Starting from the line that contains "Where can the white wall", reproduce each line exactly through the end of the material, and include no other lines.
☆ ☆ ☆ ☆ ☆ ☆ ☆
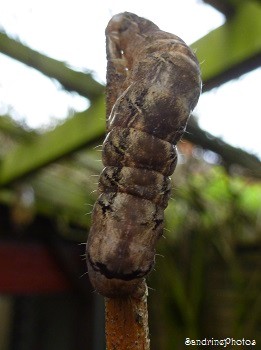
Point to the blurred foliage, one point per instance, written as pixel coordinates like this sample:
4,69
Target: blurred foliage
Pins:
208,283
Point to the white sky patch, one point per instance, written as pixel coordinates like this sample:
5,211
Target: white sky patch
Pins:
73,32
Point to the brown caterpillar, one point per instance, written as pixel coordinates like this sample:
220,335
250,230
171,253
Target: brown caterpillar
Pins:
153,84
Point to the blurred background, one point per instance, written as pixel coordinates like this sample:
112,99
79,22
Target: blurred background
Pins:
207,280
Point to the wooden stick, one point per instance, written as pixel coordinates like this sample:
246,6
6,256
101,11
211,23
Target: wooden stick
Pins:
126,323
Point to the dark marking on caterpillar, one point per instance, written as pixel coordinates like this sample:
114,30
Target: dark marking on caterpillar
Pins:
153,84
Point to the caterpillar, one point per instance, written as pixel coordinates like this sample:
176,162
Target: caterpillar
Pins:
153,84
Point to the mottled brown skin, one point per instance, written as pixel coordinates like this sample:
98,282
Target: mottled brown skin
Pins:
153,84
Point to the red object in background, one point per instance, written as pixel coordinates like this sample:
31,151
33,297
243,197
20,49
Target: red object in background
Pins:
29,268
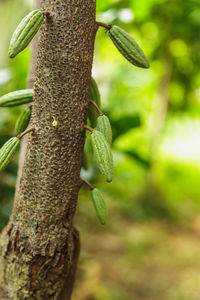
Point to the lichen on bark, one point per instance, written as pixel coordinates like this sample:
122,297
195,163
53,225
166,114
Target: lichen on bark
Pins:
39,246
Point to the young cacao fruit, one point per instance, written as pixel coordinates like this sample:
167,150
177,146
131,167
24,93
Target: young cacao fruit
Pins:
23,120
103,125
16,98
128,47
7,151
25,32
99,205
103,154
95,96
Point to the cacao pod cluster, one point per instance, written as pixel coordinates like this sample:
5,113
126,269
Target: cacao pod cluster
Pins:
101,135
100,139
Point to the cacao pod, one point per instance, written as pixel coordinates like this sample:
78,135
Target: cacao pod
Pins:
128,47
25,32
103,125
103,154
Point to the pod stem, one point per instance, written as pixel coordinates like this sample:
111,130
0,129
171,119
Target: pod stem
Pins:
91,186
100,24
20,136
97,107
89,128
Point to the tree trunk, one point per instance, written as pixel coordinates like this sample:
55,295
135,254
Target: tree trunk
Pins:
30,83
39,247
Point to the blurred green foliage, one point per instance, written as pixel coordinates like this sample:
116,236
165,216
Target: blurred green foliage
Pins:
155,116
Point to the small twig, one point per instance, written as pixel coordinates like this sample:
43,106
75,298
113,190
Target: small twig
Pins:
89,128
91,186
25,132
97,107
108,27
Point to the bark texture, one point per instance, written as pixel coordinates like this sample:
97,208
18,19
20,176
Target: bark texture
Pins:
39,247
30,83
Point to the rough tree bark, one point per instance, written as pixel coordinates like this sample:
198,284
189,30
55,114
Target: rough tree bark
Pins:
39,247
30,83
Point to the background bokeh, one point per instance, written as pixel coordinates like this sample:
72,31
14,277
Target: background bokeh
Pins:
149,248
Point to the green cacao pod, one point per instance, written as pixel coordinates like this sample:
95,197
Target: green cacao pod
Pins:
7,151
25,32
94,96
23,120
128,47
103,125
16,98
103,154
99,205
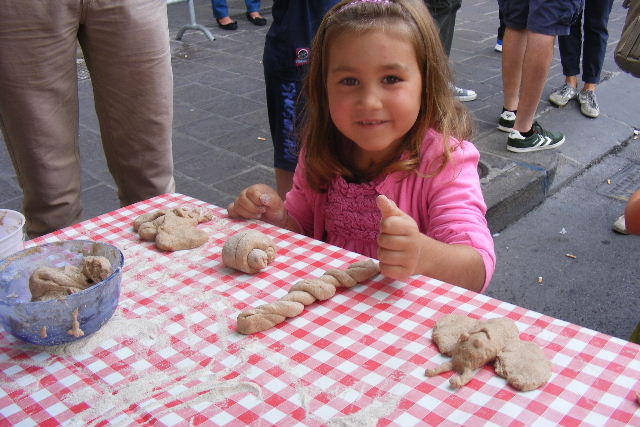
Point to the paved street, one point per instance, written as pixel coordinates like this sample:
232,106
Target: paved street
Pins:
222,144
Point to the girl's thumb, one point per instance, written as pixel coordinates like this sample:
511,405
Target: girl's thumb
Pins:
387,207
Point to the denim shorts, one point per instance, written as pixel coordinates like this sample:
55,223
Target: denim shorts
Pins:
550,17
284,106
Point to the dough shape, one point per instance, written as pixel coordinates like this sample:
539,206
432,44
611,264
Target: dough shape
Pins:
174,229
473,343
303,293
249,251
47,283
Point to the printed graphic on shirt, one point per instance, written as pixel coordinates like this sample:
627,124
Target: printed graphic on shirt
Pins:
303,56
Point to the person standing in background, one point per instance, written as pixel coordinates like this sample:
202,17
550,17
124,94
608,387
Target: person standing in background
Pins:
532,27
221,13
126,48
588,38
287,52
444,13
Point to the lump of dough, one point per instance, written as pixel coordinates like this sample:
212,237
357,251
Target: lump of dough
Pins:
174,229
249,251
473,343
523,365
47,283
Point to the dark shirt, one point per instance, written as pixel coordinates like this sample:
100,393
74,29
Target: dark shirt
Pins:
288,43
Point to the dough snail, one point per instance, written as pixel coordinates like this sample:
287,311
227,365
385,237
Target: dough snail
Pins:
248,251
472,343
303,293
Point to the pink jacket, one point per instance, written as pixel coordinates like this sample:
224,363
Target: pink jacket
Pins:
448,207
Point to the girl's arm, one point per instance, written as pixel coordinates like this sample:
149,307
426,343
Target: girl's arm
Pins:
403,251
632,214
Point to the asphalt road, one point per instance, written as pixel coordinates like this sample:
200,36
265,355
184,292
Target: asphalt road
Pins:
600,287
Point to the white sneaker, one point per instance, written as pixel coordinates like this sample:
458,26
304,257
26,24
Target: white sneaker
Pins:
620,226
464,95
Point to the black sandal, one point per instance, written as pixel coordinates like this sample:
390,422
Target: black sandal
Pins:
233,25
259,21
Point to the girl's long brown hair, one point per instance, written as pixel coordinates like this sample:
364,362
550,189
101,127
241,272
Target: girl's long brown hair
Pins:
328,153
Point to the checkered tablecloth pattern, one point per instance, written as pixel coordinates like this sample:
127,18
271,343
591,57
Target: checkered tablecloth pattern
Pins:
170,356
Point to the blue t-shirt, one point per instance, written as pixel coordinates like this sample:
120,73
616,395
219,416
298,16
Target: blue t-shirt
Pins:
287,47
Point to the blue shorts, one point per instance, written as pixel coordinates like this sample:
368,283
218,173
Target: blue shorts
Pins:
284,107
550,17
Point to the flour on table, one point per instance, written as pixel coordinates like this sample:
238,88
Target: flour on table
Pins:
368,416
145,332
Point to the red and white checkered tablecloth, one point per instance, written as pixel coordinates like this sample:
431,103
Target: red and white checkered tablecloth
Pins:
170,356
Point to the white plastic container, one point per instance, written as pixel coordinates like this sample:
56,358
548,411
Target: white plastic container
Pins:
11,232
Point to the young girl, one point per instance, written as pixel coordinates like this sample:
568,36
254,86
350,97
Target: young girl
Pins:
384,168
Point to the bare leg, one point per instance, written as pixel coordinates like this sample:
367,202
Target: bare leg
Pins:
284,181
537,59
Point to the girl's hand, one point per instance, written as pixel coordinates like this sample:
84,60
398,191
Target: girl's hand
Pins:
258,201
399,242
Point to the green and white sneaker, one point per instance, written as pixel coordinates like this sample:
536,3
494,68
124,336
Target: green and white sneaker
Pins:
541,139
506,121
563,94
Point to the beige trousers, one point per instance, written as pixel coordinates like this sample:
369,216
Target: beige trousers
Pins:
126,48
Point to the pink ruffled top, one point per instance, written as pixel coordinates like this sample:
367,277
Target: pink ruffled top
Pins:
352,218
448,207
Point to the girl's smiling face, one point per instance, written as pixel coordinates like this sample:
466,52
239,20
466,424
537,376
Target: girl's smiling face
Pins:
374,89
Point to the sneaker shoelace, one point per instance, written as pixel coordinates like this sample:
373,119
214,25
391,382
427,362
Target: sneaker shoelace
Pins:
565,90
590,98
537,129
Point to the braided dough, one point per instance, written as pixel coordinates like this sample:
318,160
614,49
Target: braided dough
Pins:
174,229
249,251
303,293
473,343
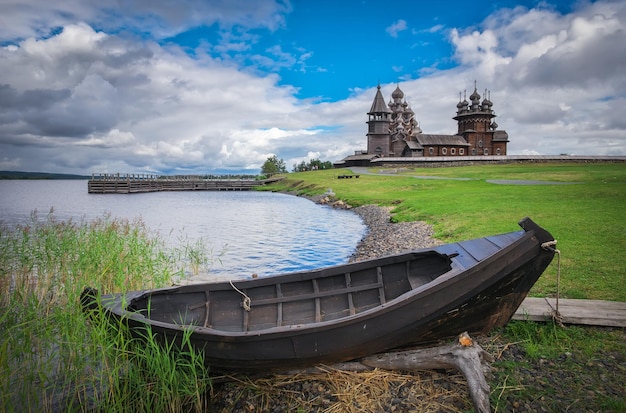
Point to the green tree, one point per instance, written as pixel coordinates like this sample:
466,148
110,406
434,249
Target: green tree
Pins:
273,166
312,165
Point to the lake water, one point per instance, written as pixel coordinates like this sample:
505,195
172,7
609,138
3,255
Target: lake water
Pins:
251,232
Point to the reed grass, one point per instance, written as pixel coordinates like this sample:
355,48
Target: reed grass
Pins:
51,357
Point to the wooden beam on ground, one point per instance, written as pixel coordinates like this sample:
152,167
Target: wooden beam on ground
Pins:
585,312
464,355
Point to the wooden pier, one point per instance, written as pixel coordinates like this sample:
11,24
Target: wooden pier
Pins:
139,183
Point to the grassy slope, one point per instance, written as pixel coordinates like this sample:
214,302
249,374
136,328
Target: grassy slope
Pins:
587,218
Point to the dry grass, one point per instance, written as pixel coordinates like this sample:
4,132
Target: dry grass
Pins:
337,391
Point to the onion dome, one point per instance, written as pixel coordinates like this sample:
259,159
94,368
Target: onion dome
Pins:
398,93
475,97
486,102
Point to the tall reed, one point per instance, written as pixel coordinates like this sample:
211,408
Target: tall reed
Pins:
51,357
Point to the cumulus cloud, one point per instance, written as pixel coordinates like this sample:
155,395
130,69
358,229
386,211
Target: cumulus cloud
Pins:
396,28
78,99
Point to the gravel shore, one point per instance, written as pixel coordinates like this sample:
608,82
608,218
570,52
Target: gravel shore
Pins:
574,382
384,237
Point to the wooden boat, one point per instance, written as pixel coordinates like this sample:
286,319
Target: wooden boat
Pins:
347,311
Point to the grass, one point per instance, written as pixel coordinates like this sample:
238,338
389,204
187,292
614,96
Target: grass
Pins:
588,218
537,365
51,359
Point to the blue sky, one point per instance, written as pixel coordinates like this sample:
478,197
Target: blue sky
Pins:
220,85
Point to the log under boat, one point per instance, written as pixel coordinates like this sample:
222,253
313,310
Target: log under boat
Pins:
343,312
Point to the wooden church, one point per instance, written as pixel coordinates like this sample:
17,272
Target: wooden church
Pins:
393,131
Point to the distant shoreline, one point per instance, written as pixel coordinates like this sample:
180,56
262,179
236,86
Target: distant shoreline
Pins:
6,175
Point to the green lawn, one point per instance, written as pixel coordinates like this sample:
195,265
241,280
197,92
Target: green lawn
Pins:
587,216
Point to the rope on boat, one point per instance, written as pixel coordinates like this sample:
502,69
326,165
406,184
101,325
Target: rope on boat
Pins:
246,300
556,315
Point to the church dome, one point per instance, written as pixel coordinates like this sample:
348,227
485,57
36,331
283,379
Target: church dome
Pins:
475,97
398,93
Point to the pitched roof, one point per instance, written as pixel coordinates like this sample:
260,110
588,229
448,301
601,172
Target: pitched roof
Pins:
379,104
428,139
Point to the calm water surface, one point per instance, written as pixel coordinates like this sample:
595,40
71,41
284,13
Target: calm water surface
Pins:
250,232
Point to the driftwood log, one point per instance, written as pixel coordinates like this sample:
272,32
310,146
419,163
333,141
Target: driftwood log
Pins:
464,355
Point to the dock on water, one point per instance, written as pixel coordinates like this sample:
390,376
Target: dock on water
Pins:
138,183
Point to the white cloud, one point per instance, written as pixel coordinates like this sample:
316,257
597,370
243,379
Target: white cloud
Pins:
396,28
84,100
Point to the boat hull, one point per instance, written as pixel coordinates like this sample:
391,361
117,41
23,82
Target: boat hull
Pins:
477,286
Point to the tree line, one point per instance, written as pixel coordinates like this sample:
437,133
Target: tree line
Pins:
273,165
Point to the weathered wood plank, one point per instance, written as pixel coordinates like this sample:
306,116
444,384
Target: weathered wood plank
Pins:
584,312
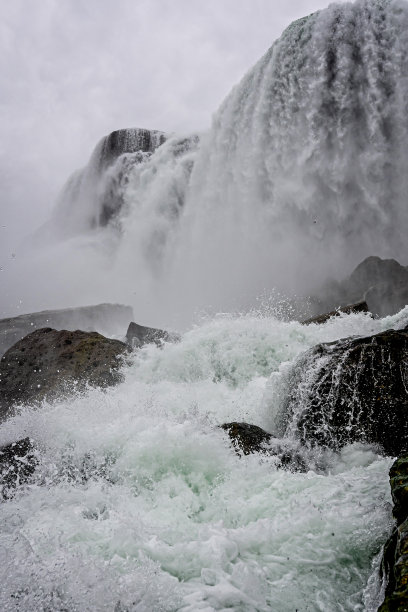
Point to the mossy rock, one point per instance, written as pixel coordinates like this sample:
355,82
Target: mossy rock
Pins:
48,363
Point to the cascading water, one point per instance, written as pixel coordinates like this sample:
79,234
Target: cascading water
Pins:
138,502
303,174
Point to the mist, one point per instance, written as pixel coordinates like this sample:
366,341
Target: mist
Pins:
289,183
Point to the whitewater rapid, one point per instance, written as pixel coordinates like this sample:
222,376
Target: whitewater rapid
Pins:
302,175
139,503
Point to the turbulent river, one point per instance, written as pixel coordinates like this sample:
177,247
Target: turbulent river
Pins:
140,503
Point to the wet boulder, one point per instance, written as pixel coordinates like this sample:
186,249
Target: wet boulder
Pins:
382,283
248,439
395,557
352,390
48,363
109,319
138,335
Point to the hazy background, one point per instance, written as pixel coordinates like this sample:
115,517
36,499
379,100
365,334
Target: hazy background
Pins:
74,70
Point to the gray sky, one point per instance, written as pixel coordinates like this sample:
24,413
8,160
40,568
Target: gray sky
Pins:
74,70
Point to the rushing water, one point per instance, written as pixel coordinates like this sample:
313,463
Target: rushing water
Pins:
302,175
140,503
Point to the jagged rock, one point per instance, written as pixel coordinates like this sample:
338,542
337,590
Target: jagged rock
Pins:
351,308
382,283
395,556
128,140
352,390
399,488
138,335
248,439
48,363
107,319
17,463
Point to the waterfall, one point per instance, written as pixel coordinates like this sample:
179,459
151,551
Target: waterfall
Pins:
303,174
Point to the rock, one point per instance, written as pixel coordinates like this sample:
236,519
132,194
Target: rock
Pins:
138,335
17,463
351,308
382,283
109,319
399,488
48,363
395,557
128,140
352,390
248,439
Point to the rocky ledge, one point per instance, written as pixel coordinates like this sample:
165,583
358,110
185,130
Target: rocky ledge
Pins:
395,558
48,363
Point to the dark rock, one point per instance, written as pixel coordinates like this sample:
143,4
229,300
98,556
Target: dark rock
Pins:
352,390
47,363
395,556
17,464
138,335
128,140
351,308
109,319
248,439
399,488
382,283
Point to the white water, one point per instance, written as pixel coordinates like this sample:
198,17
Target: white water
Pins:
169,517
303,174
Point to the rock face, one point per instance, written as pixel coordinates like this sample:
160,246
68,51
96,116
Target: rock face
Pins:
108,319
382,283
47,363
17,464
352,390
395,558
138,335
94,196
128,140
351,308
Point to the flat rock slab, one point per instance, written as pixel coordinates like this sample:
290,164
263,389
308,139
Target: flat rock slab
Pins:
107,319
48,363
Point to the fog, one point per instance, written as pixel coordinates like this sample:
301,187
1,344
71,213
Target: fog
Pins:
73,72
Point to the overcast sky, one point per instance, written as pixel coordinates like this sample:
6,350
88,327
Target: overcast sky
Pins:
74,70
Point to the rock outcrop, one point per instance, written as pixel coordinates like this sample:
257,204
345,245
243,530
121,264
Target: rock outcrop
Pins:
352,390
48,363
395,558
382,283
109,319
247,439
138,335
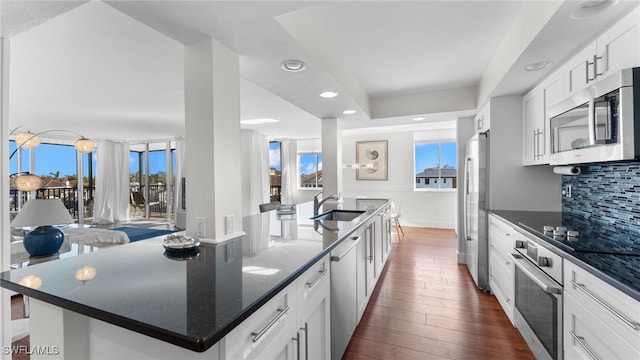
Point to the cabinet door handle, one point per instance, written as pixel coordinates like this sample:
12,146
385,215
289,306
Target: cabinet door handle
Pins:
593,296
297,340
339,257
535,144
259,334
306,340
313,283
583,345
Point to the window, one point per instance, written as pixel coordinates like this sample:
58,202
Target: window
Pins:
310,169
435,165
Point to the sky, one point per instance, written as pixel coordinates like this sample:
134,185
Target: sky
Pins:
427,155
53,158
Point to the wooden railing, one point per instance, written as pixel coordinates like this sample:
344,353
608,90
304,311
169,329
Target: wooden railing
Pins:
69,197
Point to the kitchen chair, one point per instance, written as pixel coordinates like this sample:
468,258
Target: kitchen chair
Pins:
269,206
395,216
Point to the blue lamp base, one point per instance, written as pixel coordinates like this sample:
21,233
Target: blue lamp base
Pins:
43,241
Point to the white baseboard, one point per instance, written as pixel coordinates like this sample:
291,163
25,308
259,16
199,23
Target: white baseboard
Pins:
427,223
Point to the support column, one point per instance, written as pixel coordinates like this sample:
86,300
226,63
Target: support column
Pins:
5,250
331,156
212,129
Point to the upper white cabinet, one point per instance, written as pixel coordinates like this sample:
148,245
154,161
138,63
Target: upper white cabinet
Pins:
534,127
618,48
535,106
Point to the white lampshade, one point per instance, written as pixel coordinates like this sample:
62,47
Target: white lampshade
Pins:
27,182
41,212
27,140
85,145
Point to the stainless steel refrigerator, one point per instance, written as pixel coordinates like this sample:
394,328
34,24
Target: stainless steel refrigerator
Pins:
476,205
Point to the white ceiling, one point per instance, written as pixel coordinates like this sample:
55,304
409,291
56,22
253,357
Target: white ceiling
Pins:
114,69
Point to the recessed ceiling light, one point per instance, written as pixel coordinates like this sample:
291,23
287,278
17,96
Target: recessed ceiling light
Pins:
537,66
329,94
592,8
258,121
293,65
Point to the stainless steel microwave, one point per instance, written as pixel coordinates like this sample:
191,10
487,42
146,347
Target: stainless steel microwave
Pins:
599,123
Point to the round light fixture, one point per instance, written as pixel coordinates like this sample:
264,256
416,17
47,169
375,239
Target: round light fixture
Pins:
592,8
293,65
328,94
538,66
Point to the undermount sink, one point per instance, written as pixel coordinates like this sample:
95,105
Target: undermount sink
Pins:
339,215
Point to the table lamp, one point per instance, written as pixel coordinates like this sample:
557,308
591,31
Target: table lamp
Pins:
45,239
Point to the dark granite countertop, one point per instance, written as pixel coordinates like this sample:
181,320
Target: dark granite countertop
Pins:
620,271
191,302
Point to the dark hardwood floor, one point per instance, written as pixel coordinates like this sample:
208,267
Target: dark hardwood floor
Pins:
426,306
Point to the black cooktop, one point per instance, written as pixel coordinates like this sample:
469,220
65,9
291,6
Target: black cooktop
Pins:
591,238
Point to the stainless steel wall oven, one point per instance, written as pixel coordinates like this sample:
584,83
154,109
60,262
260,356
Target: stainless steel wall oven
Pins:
538,298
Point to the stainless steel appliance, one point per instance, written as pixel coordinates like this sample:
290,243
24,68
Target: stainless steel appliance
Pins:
476,205
538,299
344,307
599,123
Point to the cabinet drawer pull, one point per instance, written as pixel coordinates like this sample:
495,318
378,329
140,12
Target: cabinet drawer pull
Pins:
258,335
583,345
587,292
313,283
297,340
306,340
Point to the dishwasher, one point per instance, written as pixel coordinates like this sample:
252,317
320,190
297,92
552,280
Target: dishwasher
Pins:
344,307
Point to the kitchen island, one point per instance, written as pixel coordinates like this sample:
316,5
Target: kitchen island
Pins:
192,301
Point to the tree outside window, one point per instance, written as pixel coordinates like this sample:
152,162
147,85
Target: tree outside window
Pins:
435,165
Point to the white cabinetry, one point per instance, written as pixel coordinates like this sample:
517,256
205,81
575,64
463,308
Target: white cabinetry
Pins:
502,239
535,107
614,50
365,272
482,119
534,128
314,312
267,328
600,322
293,324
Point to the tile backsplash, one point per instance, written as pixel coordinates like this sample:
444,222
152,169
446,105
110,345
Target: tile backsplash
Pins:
607,195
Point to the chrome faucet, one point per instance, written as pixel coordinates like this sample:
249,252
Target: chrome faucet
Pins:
317,204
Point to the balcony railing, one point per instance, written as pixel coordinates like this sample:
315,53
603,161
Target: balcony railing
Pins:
69,197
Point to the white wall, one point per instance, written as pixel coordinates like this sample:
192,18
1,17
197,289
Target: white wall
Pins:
420,208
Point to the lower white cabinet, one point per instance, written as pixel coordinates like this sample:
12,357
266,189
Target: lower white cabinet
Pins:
600,322
294,324
314,326
275,320
502,239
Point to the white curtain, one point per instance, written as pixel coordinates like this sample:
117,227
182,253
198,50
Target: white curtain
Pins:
259,168
112,182
179,171
286,192
258,230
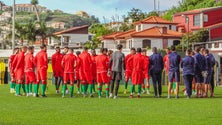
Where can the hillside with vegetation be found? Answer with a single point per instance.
(70, 19)
(190, 5)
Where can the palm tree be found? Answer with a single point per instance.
(31, 32)
(42, 31)
(35, 3)
(20, 32)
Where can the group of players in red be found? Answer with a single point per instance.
(87, 70)
(27, 70)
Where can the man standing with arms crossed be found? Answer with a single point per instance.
(68, 63)
(199, 69)
(41, 61)
(102, 62)
(86, 71)
(19, 63)
(146, 72)
(138, 70)
(57, 68)
(12, 73)
(156, 68)
(29, 71)
(128, 72)
(174, 71)
(93, 57)
(118, 66)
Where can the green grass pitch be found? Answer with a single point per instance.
(55, 110)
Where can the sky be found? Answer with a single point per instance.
(101, 8)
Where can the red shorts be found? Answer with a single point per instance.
(137, 78)
(41, 75)
(102, 77)
(68, 77)
(58, 73)
(19, 74)
(86, 77)
(77, 77)
(12, 76)
(145, 75)
(94, 74)
(128, 74)
(29, 77)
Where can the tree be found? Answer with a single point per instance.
(99, 30)
(21, 31)
(42, 31)
(35, 3)
(31, 32)
(135, 15)
(125, 27)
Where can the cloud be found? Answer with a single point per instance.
(102, 8)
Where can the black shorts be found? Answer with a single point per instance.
(207, 79)
(174, 76)
(116, 75)
(199, 78)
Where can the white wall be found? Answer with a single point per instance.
(78, 38)
(148, 26)
(170, 41)
(155, 42)
(109, 44)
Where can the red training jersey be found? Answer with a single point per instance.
(29, 63)
(138, 62)
(128, 64)
(102, 63)
(166, 63)
(19, 61)
(86, 62)
(68, 63)
(78, 64)
(41, 60)
(146, 64)
(57, 62)
(11, 66)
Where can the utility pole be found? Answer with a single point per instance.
(13, 25)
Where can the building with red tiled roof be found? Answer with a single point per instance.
(150, 32)
(29, 8)
(204, 18)
(74, 37)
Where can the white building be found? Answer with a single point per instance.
☆ ☆ ☆ ☆ ☆ ☆ ☆
Expected answer
Where can the white wall be found? Answer with a single point per instance.
(78, 38)
(148, 26)
(170, 41)
(155, 42)
(109, 44)
Where can the red training jersey be found? Answer with a single point per instance.
(29, 63)
(138, 62)
(128, 64)
(102, 63)
(166, 63)
(19, 61)
(86, 62)
(68, 63)
(78, 64)
(41, 60)
(146, 64)
(57, 62)
(11, 66)
Where can the utility pole be found? Answer with a single point per instance.
(13, 25)
Where can the building with red tiled roof be found? Answer with a single point per instance.
(150, 32)
(29, 8)
(204, 18)
(74, 37)
Where can the white building be found? Answer with a single point per instance.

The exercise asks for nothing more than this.